#### SOURCE EXTRACT
▬▬▬

How banks can turn risks into opportunities during a crisis like Covid-19
The country’s banks typically have a healthy return on equity compared to even European or US markets – ranging between about 15-20% – driven by higher risks associated with emerging markets. These risks include bad credit or non-performing loans that lead to risk losses over the long-term. This is why banks need to build up a strong buffer to protect against these risks.
What the coronavirus pandemic has highlighted is the need to consider strategic yet impactful approaches to managing internal operations as well as their risk portfolios, and measures that protect and enable business continuity.
This largely means analysing their credit risk portfolio, how it evolves and reassessing costs reductions to help carry them through the crisis. Banks need to review their clients’ credit risk and exposure levels, also considering their loan portfolio, and adjust their approach accordingly – especially around clients whose credit risk has the potential to expose the bank to vulnerabilities.
Additionally, South African banks need to revisit their business continuity plans, particularly on the liquidity and funding sides to ensure that funding continues both in the short and long-term.

▬▬▬

#### SUPPLIED RECORDS
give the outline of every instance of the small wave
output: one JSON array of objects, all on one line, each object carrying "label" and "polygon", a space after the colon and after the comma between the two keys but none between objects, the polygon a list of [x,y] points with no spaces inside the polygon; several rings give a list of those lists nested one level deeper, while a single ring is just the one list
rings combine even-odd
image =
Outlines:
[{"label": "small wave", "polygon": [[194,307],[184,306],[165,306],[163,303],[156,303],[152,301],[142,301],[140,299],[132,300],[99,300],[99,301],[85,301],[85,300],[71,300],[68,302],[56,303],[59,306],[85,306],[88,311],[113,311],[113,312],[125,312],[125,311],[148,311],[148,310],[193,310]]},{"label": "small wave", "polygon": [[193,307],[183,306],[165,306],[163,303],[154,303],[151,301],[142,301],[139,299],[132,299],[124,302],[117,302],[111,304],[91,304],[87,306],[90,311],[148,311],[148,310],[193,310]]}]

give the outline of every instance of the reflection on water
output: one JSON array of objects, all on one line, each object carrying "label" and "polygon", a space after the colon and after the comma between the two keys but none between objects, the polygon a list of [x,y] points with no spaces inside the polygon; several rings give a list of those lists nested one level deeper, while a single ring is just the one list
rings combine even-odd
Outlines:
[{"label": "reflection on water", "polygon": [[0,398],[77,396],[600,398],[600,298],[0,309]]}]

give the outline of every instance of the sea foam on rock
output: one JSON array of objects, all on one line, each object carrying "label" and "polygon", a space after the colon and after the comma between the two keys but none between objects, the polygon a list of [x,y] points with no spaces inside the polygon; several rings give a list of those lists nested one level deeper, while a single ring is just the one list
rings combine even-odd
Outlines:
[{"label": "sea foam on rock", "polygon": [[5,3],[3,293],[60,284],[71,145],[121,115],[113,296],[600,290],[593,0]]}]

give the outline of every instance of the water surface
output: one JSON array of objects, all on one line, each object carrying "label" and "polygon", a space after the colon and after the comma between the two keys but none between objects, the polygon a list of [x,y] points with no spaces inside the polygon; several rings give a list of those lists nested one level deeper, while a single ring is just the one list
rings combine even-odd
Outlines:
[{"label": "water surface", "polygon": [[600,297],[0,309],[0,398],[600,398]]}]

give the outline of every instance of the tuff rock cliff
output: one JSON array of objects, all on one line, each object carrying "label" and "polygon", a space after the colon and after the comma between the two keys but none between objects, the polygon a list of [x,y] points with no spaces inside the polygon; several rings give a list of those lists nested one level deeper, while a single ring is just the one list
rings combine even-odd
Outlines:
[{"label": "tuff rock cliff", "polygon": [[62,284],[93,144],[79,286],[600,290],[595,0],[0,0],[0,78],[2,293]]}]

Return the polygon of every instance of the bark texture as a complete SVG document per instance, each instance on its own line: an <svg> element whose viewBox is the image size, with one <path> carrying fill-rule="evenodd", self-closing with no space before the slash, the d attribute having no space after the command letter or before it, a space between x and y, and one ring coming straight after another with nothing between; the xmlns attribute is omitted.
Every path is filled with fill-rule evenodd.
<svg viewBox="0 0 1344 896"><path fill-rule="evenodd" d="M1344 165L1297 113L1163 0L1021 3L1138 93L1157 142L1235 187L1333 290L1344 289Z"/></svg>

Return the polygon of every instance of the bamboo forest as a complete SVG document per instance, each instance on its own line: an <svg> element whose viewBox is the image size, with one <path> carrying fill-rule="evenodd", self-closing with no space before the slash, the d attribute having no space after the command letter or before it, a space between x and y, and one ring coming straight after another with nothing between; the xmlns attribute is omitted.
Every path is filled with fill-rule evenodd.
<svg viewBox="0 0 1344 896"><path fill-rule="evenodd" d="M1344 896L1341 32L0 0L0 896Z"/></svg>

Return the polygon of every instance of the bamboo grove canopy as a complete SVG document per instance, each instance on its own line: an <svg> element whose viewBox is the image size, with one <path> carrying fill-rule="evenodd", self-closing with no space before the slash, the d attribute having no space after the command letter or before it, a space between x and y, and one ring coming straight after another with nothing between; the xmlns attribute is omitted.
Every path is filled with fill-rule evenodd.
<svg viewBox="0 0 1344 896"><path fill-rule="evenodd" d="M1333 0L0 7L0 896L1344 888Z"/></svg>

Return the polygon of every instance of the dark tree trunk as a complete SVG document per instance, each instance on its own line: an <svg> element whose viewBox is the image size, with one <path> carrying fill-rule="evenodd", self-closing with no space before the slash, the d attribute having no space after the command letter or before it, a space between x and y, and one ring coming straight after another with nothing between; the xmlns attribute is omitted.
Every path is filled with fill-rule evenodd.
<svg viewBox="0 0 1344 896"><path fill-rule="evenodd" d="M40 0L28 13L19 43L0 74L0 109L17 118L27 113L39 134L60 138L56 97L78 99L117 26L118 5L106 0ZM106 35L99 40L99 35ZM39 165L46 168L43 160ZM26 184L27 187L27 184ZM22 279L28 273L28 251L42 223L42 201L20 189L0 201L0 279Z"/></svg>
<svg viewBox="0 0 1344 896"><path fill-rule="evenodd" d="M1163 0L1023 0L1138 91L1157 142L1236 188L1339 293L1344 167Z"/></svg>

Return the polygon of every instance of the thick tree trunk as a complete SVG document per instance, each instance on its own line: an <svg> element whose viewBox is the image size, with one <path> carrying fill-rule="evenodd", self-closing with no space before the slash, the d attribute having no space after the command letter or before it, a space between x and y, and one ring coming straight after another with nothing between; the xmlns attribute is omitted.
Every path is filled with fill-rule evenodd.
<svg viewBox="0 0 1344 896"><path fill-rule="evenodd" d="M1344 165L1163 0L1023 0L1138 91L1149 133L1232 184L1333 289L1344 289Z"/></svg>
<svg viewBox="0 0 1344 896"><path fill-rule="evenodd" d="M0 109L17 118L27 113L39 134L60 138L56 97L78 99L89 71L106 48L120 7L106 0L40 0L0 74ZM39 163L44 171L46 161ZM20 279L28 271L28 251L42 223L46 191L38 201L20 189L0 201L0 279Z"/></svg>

▬▬▬

#### EXERCISE PROMPT
Decide whether each statement below agrees with the text on banks during Covid-19, answering yes or no and quoting the words that decide it. 1. The country's banks typically earn a return on equity of about 15-20%. 2. These returns are driven by lower risks in emerging markets. 3. South African banks should revisit their business continuity plans, particularly on the liquidity and funding sides.

#### ANSWER FOR THE TASK
1. Yes: "ranging between about 15-20%"
2. No: "driven by higher risks associated with emerging markets"
3. Yes: "South African banks need to revisit their business continuity plans, particularly on the liquidity and funding sides"